Assignment 1 |
From the passage on the Mosul question, quote the words from "The Mosul question was" to "Ottoman Mosul vilayet." with no changes.
Assignment 2 |
Translate this sentence from the passage on the Mosul question into Spanish: "The Mosul vilayet was part of Ottoman Iraq until the end of World War I, when it was occupied by Britain."

Extract provided |
....................
The Mosul question was a territorial dispute in the early 20th century between Turkey and the United Kingdom (later Iraq) over the possession of the former Ottoman Mosul vilayet.

The Mosul vilayet was part of Ottoman Iraq until the end of World War I, when it was occupied by Britain. After the Turkish War of Independence, the new Turkish Republic considered Mosul one of the crucial issues to be determined by the National Pact. Despite relentless opposition from Turkey, Britain managed to bring the issue to the international scene and to scale it down to a frontier problem between Turkey and Iraq. During the negotiations for the Treaty of Lausanne, the Turkish side argued that the Kurds and Turks were not “racially separable“, and that the Arabs constituted only a minority of the population. Turkey appealed for the population's right of self-determination and claimed that the majority wanted to be a part of Turkey. The British responded that the Kurds were of Indo-European and the Turks of Turanic origin, and on the 4 February 1923, the parties decided that the Mosul Question would be excluded from the Lausanne Treaty negotiations.
....................
Given information |
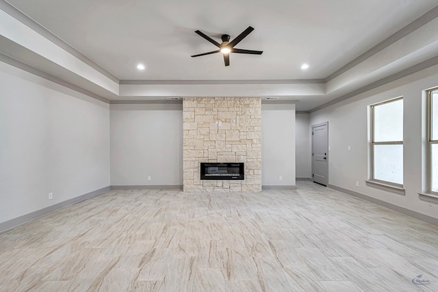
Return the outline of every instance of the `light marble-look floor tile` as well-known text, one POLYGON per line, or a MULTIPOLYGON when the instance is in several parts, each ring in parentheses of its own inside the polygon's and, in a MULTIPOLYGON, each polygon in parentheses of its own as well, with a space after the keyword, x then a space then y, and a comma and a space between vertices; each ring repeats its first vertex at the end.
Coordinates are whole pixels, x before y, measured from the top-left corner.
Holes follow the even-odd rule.
POLYGON ((297 186, 108 191, 1 233, 0 291, 438 291, 438 227, 297 186))
POLYGON ((326 292, 361 292, 350 281, 321 281, 321 284, 326 292))

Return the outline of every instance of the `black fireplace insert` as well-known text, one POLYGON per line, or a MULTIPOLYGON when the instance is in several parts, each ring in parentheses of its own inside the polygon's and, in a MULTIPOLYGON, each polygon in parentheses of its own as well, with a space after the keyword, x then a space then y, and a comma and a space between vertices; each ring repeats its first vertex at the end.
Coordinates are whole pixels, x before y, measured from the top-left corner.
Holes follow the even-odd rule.
POLYGON ((243 163, 201 163, 201 179, 204 180, 243 180, 243 163))

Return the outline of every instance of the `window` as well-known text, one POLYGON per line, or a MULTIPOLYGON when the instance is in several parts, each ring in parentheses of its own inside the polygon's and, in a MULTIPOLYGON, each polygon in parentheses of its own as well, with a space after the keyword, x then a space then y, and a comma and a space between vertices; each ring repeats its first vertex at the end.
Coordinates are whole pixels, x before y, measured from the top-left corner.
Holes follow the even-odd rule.
POLYGON ((438 89, 428 92, 428 191, 438 194, 438 89))
POLYGON ((372 181, 403 185, 403 98, 371 106, 372 181))

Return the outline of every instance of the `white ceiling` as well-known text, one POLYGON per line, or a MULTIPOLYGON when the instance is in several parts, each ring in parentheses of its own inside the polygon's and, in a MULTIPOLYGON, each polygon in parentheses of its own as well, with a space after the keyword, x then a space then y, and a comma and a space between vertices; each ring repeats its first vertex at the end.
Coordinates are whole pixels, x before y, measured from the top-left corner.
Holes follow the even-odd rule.
POLYGON ((9 0, 119 79, 324 79, 438 4, 437 0, 9 0), (263 55, 221 54, 194 33, 263 55), (139 72, 138 62, 146 70, 139 72), (302 63, 310 68, 300 68, 302 63))
MULTIPOLYGON (((197 83, 220 84, 220 81, 231 81, 228 87, 231 92, 233 88, 229 84, 233 81, 261 80, 265 84, 266 81, 277 81, 281 85, 285 81, 324 79, 438 5, 437 0, 5 2, 122 81, 122 84, 129 80, 157 81, 158 84, 181 81, 192 81, 190 84, 194 88, 197 83), (220 42, 221 34, 229 34, 232 40, 250 25, 255 29, 236 47, 263 51, 263 55, 231 54, 231 66, 228 67, 224 66, 220 53, 190 57, 216 49, 196 34, 195 30, 199 29, 220 42), (136 66, 138 63, 144 64, 146 70, 138 70, 136 66), (309 64, 310 68, 300 69, 303 63, 309 64)), ((14 51, 16 51, 12 46, 9 50, 10 52, 5 52, 6 46, 3 45, 3 53, 13 56, 14 51)), ((28 59, 32 58, 27 57, 28 59)), ((40 68, 36 66, 43 70, 49 66, 53 67, 53 64, 40 68)), ((55 71, 49 72, 56 75, 55 71)), ((68 79, 64 78, 69 81, 68 79)), ((315 83, 315 81, 312 82, 315 83)), ((278 91, 278 84, 276 88, 278 95, 299 100, 297 109, 302 110, 348 93, 346 89, 331 94, 325 90, 324 93, 324 84, 315 89, 312 82, 305 86, 319 93, 288 95, 289 88, 281 92, 278 91)), ((361 86, 365 85, 363 83, 361 86)), ((93 91, 93 86, 88 86, 92 89, 82 87, 93 91)), ((241 90, 246 90, 249 86, 250 84, 241 90)), ((274 95, 267 93, 270 86, 262 85, 265 91, 260 96, 274 95)), ((296 91, 300 86, 291 85, 291 88, 296 91)), ((352 85, 350 88, 350 92, 356 89, 352 85)), ((148 94, 150 97, 153 95, 141 92, 140 87, 136 88, 140 93, 131 96, 127 94, 126 99, 144 99, 148 94)), ((120 90, 136 92, 131 89, 120 85, 120 90)), ((96 90, 94 92, 101 94, 96 90)), ((189 92, 187 95, 190 94, 193 94, 189 92)), ((169 96, 178 94, 178 90, 168 91, 169 96)), ((118 99, 117 96, 105 97, 118 99)))

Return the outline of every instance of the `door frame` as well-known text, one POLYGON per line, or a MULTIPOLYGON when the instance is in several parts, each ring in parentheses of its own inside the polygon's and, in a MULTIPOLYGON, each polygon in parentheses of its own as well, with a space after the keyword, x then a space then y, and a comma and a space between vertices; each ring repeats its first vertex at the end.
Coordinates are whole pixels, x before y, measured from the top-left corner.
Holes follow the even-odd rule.
MULTIPOLYGON (((313 182, 313 170, 314 170, 314 166, 313 166, 313 128, 317 127, 320 127, 320 126, 324 126, 326 125, 326 129, 327 129, 327 149, 326 149, 326 152, 327 155, 326 155, 327 157, 326 161, 327 161, 327 185, 328 185, 328 122, 320 122, 319 124, 312 124, 310 127, 310 131, 311 131, 311 156, 310 157, 311 159, 311 164, 312 164, 312 177, 311 177, 311 181, 313 182)), ((313 182, 315 183, 315 182, 313 182)))

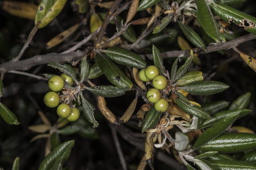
....................
Written answer 1 |
The Mosul question was a territorial dispute in the early 20th century between Turkey and the United Kingdom (later Iraq) over the possession of the former Ottoman Mosul vilayet.

Written answer 2 |
El vilayato de Mosul formó parte del Irak otomano hasta el final de la Primera Guerra Mundial, cuando fue ocupado por Gran Bretaña.